**Job**: Take the line that contains "[tag] eyebrow (a point for each instance)" and every line after it in the material below, and quote them exactly.

**Source data**:
□ □ □ □ □

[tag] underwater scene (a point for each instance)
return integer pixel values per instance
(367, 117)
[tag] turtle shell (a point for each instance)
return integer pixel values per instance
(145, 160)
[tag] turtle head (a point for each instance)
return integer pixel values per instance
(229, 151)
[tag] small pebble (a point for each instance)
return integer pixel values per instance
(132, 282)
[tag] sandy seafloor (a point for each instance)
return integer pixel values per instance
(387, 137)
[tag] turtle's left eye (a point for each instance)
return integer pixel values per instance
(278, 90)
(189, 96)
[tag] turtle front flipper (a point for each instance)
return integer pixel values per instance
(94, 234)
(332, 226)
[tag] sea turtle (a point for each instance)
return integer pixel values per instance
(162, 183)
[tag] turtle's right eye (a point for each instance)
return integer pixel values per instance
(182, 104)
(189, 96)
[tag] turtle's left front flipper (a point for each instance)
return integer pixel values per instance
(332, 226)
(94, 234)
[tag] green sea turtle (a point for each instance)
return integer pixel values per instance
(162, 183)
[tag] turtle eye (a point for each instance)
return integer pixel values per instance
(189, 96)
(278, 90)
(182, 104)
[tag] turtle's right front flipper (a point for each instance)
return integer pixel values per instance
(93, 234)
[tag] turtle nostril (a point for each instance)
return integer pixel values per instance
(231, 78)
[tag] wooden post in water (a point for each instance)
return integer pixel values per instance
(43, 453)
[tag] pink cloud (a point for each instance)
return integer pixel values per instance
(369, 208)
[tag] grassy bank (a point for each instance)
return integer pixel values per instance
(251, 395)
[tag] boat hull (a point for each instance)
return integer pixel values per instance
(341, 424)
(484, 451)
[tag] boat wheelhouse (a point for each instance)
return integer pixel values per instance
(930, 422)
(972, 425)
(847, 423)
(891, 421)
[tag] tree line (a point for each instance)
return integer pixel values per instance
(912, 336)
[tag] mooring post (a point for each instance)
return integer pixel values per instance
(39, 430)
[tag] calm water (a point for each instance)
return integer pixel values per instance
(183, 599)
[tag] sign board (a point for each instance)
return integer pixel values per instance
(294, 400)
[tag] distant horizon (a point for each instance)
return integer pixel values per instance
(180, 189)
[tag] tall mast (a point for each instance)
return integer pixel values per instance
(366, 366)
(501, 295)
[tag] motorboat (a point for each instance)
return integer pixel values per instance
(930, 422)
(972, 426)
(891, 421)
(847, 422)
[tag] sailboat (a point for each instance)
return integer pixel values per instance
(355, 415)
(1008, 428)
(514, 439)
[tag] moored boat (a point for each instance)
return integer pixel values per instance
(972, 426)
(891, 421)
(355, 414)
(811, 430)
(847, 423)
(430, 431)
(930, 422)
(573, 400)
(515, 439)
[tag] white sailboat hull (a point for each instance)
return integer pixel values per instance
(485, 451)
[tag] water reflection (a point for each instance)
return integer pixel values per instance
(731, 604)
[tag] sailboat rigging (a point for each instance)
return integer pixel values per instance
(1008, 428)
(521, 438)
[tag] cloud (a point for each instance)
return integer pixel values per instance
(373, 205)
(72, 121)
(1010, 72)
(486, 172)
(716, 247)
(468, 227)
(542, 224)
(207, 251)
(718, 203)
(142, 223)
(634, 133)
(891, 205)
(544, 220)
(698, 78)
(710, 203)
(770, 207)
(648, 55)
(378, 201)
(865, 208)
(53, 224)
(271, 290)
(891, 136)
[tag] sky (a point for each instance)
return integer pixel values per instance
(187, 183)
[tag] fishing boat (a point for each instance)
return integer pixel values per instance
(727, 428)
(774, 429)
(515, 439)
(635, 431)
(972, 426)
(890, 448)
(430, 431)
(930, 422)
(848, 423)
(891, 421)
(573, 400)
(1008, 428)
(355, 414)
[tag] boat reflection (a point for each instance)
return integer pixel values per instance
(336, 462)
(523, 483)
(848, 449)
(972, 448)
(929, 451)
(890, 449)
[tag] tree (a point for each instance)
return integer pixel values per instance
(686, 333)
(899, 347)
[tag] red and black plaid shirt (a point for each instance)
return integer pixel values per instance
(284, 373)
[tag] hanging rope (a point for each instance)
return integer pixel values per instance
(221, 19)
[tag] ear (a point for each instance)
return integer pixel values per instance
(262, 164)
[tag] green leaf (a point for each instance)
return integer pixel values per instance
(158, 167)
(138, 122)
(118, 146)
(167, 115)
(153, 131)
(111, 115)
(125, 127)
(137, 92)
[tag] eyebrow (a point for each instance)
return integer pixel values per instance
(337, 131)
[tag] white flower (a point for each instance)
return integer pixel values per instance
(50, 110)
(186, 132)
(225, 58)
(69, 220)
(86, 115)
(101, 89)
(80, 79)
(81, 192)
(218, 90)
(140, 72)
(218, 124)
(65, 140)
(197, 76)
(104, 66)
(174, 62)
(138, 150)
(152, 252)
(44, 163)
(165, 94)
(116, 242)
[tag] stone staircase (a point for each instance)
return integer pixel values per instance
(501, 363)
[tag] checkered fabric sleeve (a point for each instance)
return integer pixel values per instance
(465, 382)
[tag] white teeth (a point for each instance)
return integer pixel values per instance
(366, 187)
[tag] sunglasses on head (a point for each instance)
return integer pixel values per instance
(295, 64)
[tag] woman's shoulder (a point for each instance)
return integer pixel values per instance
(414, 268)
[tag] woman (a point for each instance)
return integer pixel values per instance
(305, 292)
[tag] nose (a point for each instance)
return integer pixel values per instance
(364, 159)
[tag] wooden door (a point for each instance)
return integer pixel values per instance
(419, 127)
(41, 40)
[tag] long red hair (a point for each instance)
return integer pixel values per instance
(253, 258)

□ □ □ □ □

**Full response**:
[tag] eyebrow (a point for each instance)
return integer pixel values per instance
(337, 131)
[tag] white flower (a point for each instance)
return integer pixel values per instance
(50, 110)
(186, 132)
(225, 58)
(69, 220)
(86, 115)
(101, 89)
(80, 79)
(81, 192)
(218, 90)
(140, 72)
(218, 124)
(65, 140)
(197, 76)
(104, 66)
(174, 62)
(138, 150)
(152, 252)
(44, 163)
(165, 94)
(116, 242)
[tag] stone staircase (a point for each instance)
return integer pixel values per instance
(501, 363)
[tag] checkered fabric sleeve (a point for each instance)
return integer pixel values per instance
(465, 382)
[tag] white teeth (a point for each instance)
return integer pixel values per instance
(366, 187)
[tag] sunglasses on head (a point for each instance)
return integer pixel values per instance
(295, 64)
[tag] woman's shoulder (a point for each instance)
return integer pixel values per instance
(414, 268)
[tag] woman (a point for each instance)
return integer pixel values per instance
(305, 292)
[tag] nose (a point for each instance)
return integer pixel values per instance
(364, 159)
[tag] wooden door (a point for each instance)
return integer pixel values per instance
(419, 127)
(41, 40)
[tag] long red hair (a point for each instance)
return integer pixel values per instance
(253, 258)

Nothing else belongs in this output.